* **Document section**:
------------------------------------------------------------
Limited disk space can be another source of user support calls. Red Hat Linux offers the quotas software package for limiting and displaying the amount of disk space that a user can consume. You can also use the du command to see how much disk space has been used in a particular directory (and related subdirectories). To automate the process of checking for disk space, you can create your own script. The following sections describe these ways of dealing with potential disk space problems.
A careless or greedy user can gobble up all the space on your hard disk and, possibly, bring your computer to a halt. By using disk quotas, you can limit the amount of disk resources a user or group can use up.
The quota package contains a set of tools that lets you limit the amount of disk space (based on disk blocks) and files (based on inodes) that a user can consume. Using quotas, you can limit the amount of usage (on a per-user and -group basis) for each file system on your computer. The general steps for setting disk quotas are:
Creating quota files
Editing the /etc/fstab file
Creating quota rules
Checking quotas
You set quotas on disk partitions listed in your /etc/fstab file. For computers that are shared by many users, there may be a separate /home or /var partition where users are expected to put all their data. That kind of partition boundary can prevent an entire disk from being consumed by one user. Quotas on the /home or /var partition can make sure that the space within those partitions are shared fairly among your computer's users.
------------------------------------------------------------
* **Available data**:
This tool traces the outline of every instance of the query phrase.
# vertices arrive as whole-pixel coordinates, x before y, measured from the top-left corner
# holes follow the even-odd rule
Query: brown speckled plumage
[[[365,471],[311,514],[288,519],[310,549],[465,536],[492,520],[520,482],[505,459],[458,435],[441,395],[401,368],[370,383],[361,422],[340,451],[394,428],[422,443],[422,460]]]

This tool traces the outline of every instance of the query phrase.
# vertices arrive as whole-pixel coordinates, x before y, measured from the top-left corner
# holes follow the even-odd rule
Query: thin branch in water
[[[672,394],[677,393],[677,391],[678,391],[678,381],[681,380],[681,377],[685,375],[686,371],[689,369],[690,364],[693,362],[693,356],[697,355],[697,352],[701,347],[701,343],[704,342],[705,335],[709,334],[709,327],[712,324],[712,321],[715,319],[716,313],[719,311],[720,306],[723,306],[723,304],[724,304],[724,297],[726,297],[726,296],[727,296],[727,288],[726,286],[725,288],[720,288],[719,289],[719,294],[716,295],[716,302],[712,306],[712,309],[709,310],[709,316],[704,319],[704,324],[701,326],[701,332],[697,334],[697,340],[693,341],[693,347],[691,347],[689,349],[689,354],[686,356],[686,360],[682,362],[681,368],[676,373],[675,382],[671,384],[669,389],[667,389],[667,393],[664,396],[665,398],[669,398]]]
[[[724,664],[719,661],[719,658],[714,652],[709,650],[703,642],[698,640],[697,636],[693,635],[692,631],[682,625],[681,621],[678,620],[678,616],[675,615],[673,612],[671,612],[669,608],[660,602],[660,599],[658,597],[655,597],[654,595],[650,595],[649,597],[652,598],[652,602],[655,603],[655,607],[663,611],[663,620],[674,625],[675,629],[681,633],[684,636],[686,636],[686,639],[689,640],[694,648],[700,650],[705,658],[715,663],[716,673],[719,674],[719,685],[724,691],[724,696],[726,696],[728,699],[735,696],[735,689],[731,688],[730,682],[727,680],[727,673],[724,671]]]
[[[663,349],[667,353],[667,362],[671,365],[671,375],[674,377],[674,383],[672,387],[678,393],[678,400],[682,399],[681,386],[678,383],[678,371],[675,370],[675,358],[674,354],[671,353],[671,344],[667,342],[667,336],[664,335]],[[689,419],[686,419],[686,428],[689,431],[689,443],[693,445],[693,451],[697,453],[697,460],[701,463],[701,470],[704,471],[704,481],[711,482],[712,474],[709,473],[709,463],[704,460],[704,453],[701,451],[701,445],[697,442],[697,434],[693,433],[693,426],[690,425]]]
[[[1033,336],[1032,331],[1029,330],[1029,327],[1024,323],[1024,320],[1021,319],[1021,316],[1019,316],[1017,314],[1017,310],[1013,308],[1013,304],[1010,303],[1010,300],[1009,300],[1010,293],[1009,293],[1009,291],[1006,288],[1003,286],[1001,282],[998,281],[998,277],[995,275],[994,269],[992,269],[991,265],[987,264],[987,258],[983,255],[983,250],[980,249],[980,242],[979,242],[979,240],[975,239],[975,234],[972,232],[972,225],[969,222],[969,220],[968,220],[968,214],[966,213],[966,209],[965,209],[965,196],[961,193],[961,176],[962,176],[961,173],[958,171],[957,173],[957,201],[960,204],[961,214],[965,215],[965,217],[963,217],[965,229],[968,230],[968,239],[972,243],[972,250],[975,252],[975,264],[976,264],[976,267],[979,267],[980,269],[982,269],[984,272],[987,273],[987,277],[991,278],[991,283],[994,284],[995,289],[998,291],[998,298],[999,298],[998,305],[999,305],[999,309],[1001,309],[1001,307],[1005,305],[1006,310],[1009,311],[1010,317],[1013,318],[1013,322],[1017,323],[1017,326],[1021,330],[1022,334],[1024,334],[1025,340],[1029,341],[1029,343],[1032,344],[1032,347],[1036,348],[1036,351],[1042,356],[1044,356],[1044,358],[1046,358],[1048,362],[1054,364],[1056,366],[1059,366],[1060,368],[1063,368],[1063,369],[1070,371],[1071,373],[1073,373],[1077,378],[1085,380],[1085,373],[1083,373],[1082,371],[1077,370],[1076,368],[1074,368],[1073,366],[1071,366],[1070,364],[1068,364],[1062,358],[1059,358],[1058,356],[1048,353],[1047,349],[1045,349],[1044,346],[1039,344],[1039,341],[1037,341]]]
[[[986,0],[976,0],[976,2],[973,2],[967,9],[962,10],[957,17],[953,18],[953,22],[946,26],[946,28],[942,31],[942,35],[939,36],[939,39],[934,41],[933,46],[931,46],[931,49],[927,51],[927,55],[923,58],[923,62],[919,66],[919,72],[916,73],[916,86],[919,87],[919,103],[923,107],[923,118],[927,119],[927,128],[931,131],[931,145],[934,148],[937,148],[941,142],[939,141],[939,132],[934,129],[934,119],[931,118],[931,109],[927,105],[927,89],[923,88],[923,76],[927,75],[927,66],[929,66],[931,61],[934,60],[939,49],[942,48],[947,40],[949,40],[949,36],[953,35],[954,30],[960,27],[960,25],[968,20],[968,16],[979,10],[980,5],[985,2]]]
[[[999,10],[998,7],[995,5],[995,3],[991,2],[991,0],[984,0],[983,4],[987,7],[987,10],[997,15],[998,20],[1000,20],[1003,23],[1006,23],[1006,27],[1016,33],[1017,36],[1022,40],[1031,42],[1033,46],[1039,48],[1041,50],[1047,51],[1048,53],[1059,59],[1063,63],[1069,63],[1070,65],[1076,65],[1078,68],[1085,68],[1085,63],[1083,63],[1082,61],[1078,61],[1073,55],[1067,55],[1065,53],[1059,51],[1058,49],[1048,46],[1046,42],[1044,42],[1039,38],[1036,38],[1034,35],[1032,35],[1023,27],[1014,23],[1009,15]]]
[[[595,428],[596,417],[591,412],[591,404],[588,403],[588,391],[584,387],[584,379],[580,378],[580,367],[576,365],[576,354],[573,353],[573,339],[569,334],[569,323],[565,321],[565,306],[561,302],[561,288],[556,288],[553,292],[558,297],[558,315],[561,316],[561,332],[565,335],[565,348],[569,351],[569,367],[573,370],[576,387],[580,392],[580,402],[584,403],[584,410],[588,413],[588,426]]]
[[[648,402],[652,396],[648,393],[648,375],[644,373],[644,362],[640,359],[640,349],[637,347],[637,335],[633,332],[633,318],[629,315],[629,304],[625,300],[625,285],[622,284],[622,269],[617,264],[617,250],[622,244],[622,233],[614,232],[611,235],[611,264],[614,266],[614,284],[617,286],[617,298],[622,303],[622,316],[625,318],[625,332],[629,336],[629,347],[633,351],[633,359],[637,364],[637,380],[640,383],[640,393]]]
------------------------------------------------------------
* **Given request A**: Reproduce the disk quota text in full, word for word.
* **Given request B**: Duplicate the stretch of the records from their start through the line containing "Query: brown speckled plumage", including both ends, and give only those lines, unchanged.
The disk quota text and the records have nothing to do with each other.

* **Right answer A**:
Limited disk space can be another source of user support calls. Red Hat Linux offers the quotas software package for limiting and displaying the amount of disk space that a user can consume. You can also use the du command to see how much disk space has been used in a particular directory (and related subdirectories). To automate the process of checking for disk space, you can create your own script. The following sections describe these ways of dealing with potential disk space problems.
A careless or greedy user can gobble up all the space on your hard disk and, possibly, bring your computer to a halt. By using disk quotas, you can limit the amount of disk resources a user or group can use up.
The quota package contains a set of tools that lets you limit the amount of disk space (based on disk blocks) and files (based on inodes) that a user can consume. Using quotas, you can limit the amount of usage (on a per-user and -group basis) for each file system on your computer. The general steps for setting disk quotas are:
Creating quota files
Editing the /etc/fstab file
Creating quota rules
Checking quotas
You set quotas on disk partitions listed in your /etc/fstab file. For computers that are shared by many users, there may be a separate /home or /var partition where users are expected to put all their data. That kind of partition boundary can prevent an entire disk from being consumed by one user. Quotas on the /home or /var partition can make sure that the space within those partitions are shared fairly among your computer's users.

* **Right answer B**:
This tool traces the outline of every instance of the query phrase.
# vertices arrive as whole-pixel coordinates, x before y, measured from the top-left corner
# holes follow the even-odd rule
Query: brown speckled plumage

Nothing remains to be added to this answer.